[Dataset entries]
^^^^^^^^

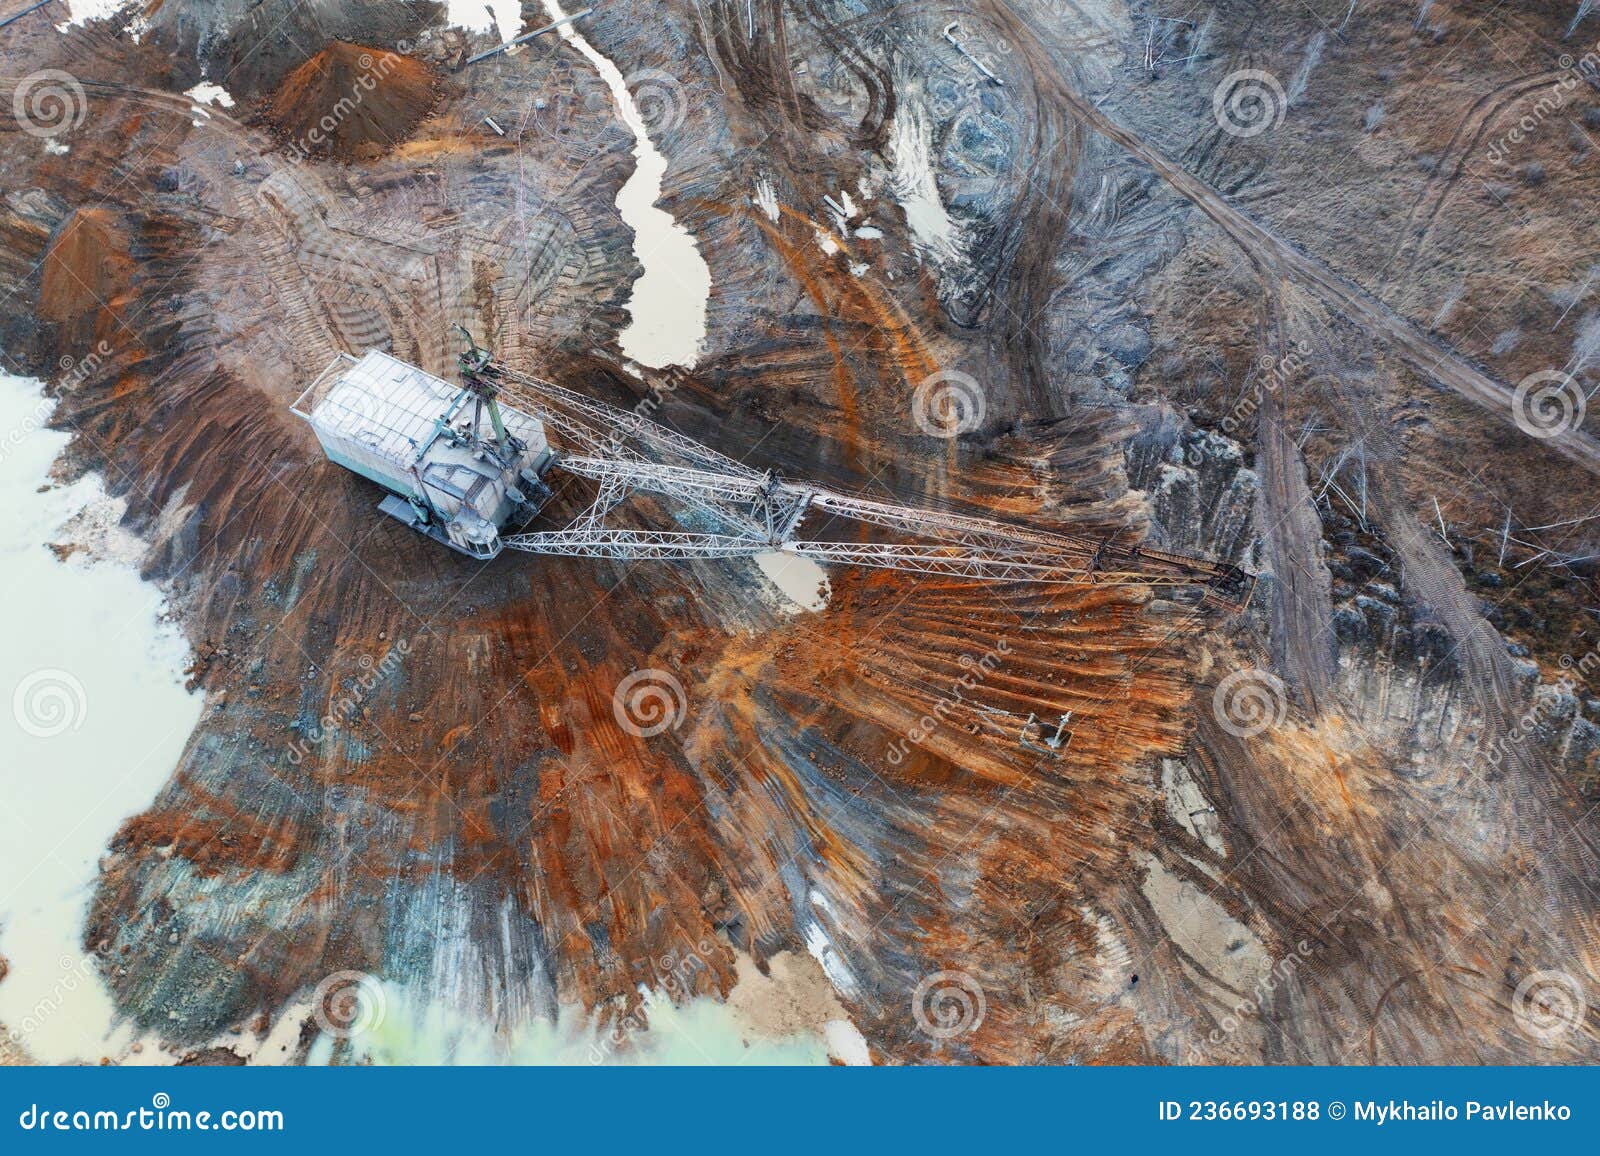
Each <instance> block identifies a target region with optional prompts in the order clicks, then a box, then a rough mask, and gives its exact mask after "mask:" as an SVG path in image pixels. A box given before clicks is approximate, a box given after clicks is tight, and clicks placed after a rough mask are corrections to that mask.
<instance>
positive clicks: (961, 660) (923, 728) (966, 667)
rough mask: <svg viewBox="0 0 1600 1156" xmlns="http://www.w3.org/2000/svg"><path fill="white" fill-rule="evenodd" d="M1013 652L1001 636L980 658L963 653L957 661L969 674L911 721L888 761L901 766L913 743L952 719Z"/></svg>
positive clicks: (957, 681)
mask: <svg viewBox="0 0 1600 1156" xmlns="http://www.w3.org/2000/svg"><path fill="white" fill-rule="evenodd" d="M1010 653H1011V645H1010V644H1008V642H1006V640H1005V639H1000V640H998V642H995V645H994V650H989V652H986V653H984V655H982V656H981V658H973V656H971V655H962V656H960V658H958V660H957V661H958V663H960V666H962V669H963V671H966V674H963V676H962V677H958V679H957V680H955V682H952V684H950V690H949V693H946V695H942V696H941V698H939V701H936V703H934V704H933V708H931V709H930V711H928V712H926V714H923V716H922V717H920V719H918V720H917V722H915V724H912V727H910V730H907V732H906V737H904V738H898V740H894V741H893V743H890V749H888V761H890V762H891V764H893V765H896V767H898V765H899V764H901V762H902V761H904V759H906V756H907V753H910V748H912V746H920V745H922V743H923V741H925V740H926V738H928V737H930V735H933V732H936V730H938V729H939V727H941V725H942V724H944V722H949V717H950V712H952V711H954V709H955V708H957V706H960V704H963V703H965V701H966V692H971V690H976V688H978V687H979V685H982V682H984V679H987V677H989V676H990V674H994V672H995V669H997V668H998V666H1000V660H1002V658H1005V656H1006V655H1010Z"/></svg>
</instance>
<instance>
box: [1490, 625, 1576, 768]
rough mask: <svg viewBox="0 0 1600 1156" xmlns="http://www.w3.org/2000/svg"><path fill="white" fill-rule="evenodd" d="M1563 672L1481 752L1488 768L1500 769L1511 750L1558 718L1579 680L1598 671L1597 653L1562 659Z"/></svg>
mask: <svg viewBox="0 0 1600 1156" xmlns="http://www.w3.org/2000/svg"><path fill="white" fill-rule="evenodd" d="M1557 664H1558V666H1560V668H1562V672H1560V674H1558V676H1557V679H1555V682H1554V684H1552V685H1550V688H1549V690H1547V692H1542V693H1538V692H1536V693H1534V696H1533V703H1531V704H1530V706H1528V709H1526V711H1523V712H1522V714H1518V716H1517V720H1515V722H1512V725H1510V729H1509V730H1507V732H1506V733H1504V735H1502V737H1501V738H1498V740H1496V741H1493V743H1490V745H1488V746H1486V748H1483V751H1482V756H1480V757H1482V759H1483V761H1485V762H1486V764H1490V765H1491V767H1499V765H1501V764H1502V762H1506V756H1507V754H1509V751H1510V748H1515V746H1522V745H1523V743H1526V741H1528V740H1530V738H1533V737H1534V735H1538V733H1539V729H1541V727H1542V725H1544V724H1546V722H1547V720H1549V719H1550V717H1552V716H1555V714H1558V712H1560V711H1562V709H1563V706H1562V700H1563V696H1571V695H1576V693H1578V690H1579V685H1581V682H1579V677H1581V679H1584V680H1587V679H1589V676H1590V674H1594V672H1597V671H1600V650H1589V652H1587V653H1584V655H1579V656H1578V658H1573V656H1571V655H1562V656H1560V658H1558V660H1557Z"/></svg>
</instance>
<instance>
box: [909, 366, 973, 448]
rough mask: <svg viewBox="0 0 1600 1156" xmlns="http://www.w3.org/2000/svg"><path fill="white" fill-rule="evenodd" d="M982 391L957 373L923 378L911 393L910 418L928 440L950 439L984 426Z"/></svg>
mask: <svg viewBox="0 0 1600 1156" xmlns="http://www.w3.org/2000/svg"><path fill="white" fill-rule="evenodd" d="M986 405H987V403H986V400H984V391H982V387H981V386H979V384H978V381H976V379H974V378H973V376H970V375H966V373H962V371H960V370H941V371H939V373H934V375H933V376H928V378H923V379H922V383H920V384H918V386H917V389H915V392H912V399H910V416H912V421H915V423H917V429H920V431H922V432H925V434H926V436H928V437H941V439H946V440H949V439H954V437H960V436H962V434H970V432H973V431H974V429H978V427H979V426H981V424H984V410H986Z"/></svg>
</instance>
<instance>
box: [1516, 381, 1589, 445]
mask: <svg viewBox="0 0 1600 1156" xmlns="http://www.w3.org/2000/svg"><path fill="white" fill-rule="evenodd" d="M1587 405H1589V399H1586V397H1584V391H1582V387H1581V386H1579V384H1578V383H1576V381H1574V379H1573V378H1571V375H1568V373H1562V371H1560V370H1541V371H1539V373H1530V375H1528V376H1526V378H1523V379H1522V381H1518V383H1517V392H1515V394H1512V399H1510V416H1512V421H1515V423H1517V429H1520V431H1522V432H1525V434H1526V436H1528V437H1538V439H1541V440H1544V439H1547V437H1560V436H1562V434H1568V432H1571V431H1574V429H1578V427H1579V426H1582V424H1584V410H1586V408H1587Z"/></svg>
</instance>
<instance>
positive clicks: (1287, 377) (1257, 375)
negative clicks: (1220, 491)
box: [1186, 341, 1310, 466]
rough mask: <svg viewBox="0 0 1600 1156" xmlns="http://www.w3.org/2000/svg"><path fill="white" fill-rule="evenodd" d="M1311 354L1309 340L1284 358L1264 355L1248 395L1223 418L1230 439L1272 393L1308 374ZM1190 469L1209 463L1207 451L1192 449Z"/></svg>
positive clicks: (1188, 454)
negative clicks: (1308, 369) (1302, 374)
mask: <svg viewBox="0 0 1600 1156" xmlns="http://www.w3.org/2000/svg"><path fill="white" fill-rule="evenodd" d="M1309 355H1310V344H1307V343H1306V341H1301V343H1298V344H1296V346H1294V347H1293V349H1290V352H1286V354H1283V355H1282V357H1274V355H1272V354H1262V355H1261V359H1259V362H1258V363H1256V371H1254V373H1253V375H1251V376H1250V379H1248V381H1246V386H1248V389H1246V391H1245V395H1243V397H1242V399H1238V402H1237V403H1235V405H1234V408H1232V410H1229V411H1227V415H1226V416H1224V418H1222V423H1221V429H1222V432H1224V434H1227V436H1229V437H1234V436H1235V434H1237V432H1238V429H1240V426H1243V424H1245V423H1246V421H1250V418H1251V416H1253V415H1254V413H1256V410H1259V408H1261V405H1262V402H1266V400H1267V395H1269V394H1275V392H1278V391H1280V389H1283V387H1285V386H1290V384H1293V383H1294V381H1298V379H1299V376H1301V375H1302V373H1304V371H1306V359H1307V357H1309ZM1186 456H1187V458H1189V464H1190V466H1198V464H1200V463H1202V461H1203V460H1205V452H1203V450H1202V447H1198V445H1192V447H1189V452H1187V455H1186Z"/></svg>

^^^^^^^^

To do:
Look through the data above and return exactly the lines from the one that contains "354L1309 340L1284 358L1264" to the one that contains "positive clicks: (1188, 454)", inclusive, with nothing else.

Solved problem:
rough mask: <svg viewBox="0 0 1600 1156" xmlns="http://www.w3.org/2000/svg"><path fill="white" fill-rule="evenodd" d="M1311 354L1309 340L1284 358L1264 355L1248 395L1223 418L1230 439L1272 393L1308 374ZM1190 469L1209 463L1207 451L1192 449Z"/></svg>
positive clicks: (1188, 454)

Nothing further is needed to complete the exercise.